> _Texte cité_:
--------------------
Les rapports des deux commissions sur leurs travaux respectifs ont été ensuite lus, puis M. Murr a de nouveau exposé le point de vue du gouvernement concernant les nominations. Quarante-sept députés ont pris part à la réunion, sachant que les membres des deux commissions sont au nombre de 17 pour l’Administration et la Justice et de 12 pour les Affaires rurales et municipales et qu’eux seuls ont le droit de voter.
Les députés qui ont approuvé le principe des nominations sont MM. Chaker Abou Sleiman, Ahmed Soueid, Bahaeddine Itani, Hassan Alawiyé, Ghazi Zeayter, Sleiman Kanaan, Estéphan Doueihy, Khaled Saab, Habib Hakim, Ali Khreiss, Raji Abou Haydar et Jacques Tchoukhadarian. Les députés qui s’y sont opposés sont MM. Elie Skaff, Camille Ziadé, Zaher el-Khatib, Boutros Harb, Mohamed Raad, Mohamed Youssef Beydoun, Ahmed Fatfat, Abdel Rahman Abdel Rahman, Abdallah Cassir, Saleh Kheir, Ammar Moussaoui et Nazih Mansour.
--------------------
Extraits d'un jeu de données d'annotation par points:
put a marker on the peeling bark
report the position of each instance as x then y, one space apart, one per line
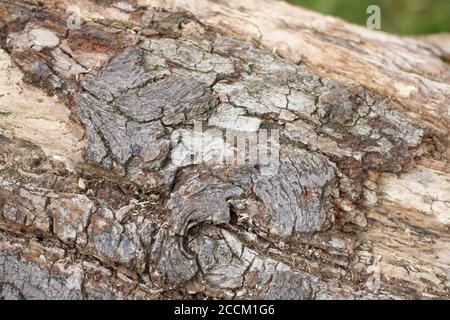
99 198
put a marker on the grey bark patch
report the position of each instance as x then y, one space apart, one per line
200 199
293 196
125 72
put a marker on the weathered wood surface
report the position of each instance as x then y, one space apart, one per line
97 199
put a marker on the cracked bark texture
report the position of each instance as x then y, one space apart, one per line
99 199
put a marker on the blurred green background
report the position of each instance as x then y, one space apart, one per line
397 16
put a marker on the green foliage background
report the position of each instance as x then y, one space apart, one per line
397 16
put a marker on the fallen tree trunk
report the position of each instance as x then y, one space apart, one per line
104 195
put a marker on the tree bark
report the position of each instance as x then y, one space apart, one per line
102 196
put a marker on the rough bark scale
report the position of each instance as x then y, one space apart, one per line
97 196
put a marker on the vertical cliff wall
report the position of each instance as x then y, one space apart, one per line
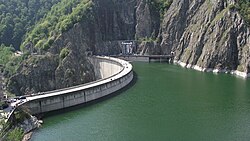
206 34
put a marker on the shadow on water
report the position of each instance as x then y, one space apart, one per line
73 108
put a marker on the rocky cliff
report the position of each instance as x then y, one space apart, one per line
64 65
202 34
206 35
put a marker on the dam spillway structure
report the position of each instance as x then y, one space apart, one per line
114 74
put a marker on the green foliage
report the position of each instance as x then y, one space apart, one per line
9 61
15 135
5 54
59 19
161 5
64 52
18 16
243 6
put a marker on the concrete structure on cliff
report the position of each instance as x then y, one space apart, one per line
114 74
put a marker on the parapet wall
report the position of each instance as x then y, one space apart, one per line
114 73
105 67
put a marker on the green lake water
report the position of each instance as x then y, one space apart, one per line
167 103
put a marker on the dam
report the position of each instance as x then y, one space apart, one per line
113 74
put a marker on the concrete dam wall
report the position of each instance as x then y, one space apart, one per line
114 74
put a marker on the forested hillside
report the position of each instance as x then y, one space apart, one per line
18 16
61 18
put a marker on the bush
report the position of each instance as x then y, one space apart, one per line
64 52
15 135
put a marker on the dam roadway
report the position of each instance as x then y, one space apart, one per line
113 74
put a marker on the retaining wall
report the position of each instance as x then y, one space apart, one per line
114 73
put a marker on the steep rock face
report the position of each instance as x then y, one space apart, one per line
147 20
206 35
50 71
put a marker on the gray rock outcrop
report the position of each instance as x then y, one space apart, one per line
206 35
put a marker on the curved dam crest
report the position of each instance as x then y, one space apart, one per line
113 74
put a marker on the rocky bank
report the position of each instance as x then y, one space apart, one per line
202 34
207 35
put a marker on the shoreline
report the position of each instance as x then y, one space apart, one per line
198 68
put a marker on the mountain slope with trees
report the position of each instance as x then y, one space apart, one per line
19 16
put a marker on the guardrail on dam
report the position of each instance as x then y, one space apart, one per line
114 74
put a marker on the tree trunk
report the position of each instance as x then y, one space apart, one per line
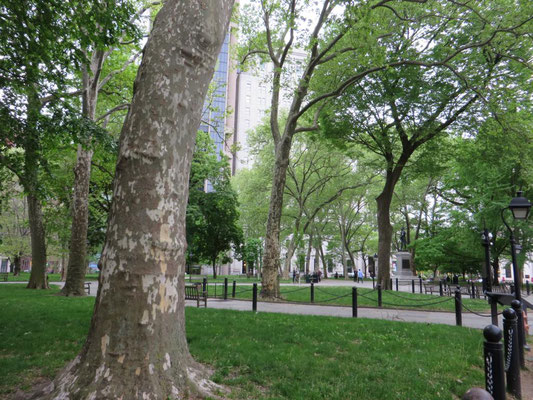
384 236
271 264
316 264
77 261
308 255
74 285
136 348
38 244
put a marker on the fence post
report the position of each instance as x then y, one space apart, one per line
458 308
512 360
517 307
494 368
354 302
225 288
254 298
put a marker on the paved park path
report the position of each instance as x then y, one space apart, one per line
428 317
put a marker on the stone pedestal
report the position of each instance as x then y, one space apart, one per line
403 265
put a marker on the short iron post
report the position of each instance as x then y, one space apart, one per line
494 368
225 288
512 360
493 310
354 302
458 308
254 298
517 307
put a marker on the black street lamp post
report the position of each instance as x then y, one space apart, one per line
486 238
520 207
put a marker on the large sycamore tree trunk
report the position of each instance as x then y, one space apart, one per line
136 347
30 183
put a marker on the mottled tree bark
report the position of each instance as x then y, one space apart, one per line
136 348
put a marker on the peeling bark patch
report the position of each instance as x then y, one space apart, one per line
167 364
104 343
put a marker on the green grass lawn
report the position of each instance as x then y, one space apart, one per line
25 277
342 295
260 356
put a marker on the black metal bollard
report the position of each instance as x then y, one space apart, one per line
517 307
354 302
458 308
512 359
494 368
225 288
254 298
493 310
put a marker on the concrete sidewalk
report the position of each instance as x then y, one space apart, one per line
427 317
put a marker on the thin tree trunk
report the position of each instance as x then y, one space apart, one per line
308 255
136 348
74 284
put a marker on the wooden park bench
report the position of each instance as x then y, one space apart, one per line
195 292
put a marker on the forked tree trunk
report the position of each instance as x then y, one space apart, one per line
136 348
385 236
74 284
269 278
--------------------
> _Problèmes à résoudre_:
a) Recopiez fidèlement le passage du texte sur les nominations qui commence par les mots contenant « Les députés qui ont » et se termine par « et Nazih Mansour. ».
b) Présentez sous forme de liste JSON de chaînes, à raison d'une chaîne par ligne et sans les lignes vides, uniquement la partie des enregistrements qui va de la ligne contenant « put a marker on the concrete sidewalk » jusqu'à la fin des enregistrements, ces deux bornes comprises.

> _Ensemble des réponses_:
a)
Les députés qui ont approuvé le principe des nominations sont MM. Chaker Abou Sleiman, Ahmed Soueid, Bahaeddine Itani, Hassan Alawiyé, Ghazi Zeayter, Sleiman Kanaan, Estéphan Doueihy, Khaled Saab, Habib Hakim, Ali Khreiss, Raji Abou Haydar et Jacques Tchoukhadarian. Les députés qui s’y sont opposés sont MM. Elie Skaff, Camille Ziadé, Zaher el-Khatib, Boutros Harb, Mohamed Raad, Mohamed Youssef Beydoun, Ahmed Fatfat, Abdel Rahman Abdel Rahman, Abdallah Cassir, Saleh Kheir, Ammar Moussaoui et Nazih Mansour.

b)
[
  "put a marker on the concrete sidewalk",
  "report the position of each instance as x then y, one space apart, one per line",
  "427 317",
  "put a marker on the thin tree trunk",
  "report the position of each instance as x then y, one space apart, one per line",
  "308 255",
  "136 348",
  "74 284",
  "put a marker on the wooden park bench",
  "report the position of each instance as x then y, one space apart, one per line",
  "195 292",
  "put a marker on the forked tree trunk",
  "report the position of each instance as x then y, one space apart, one per line",
  "136 348",
  "385 236",
  "74 284",
  "269 278"
]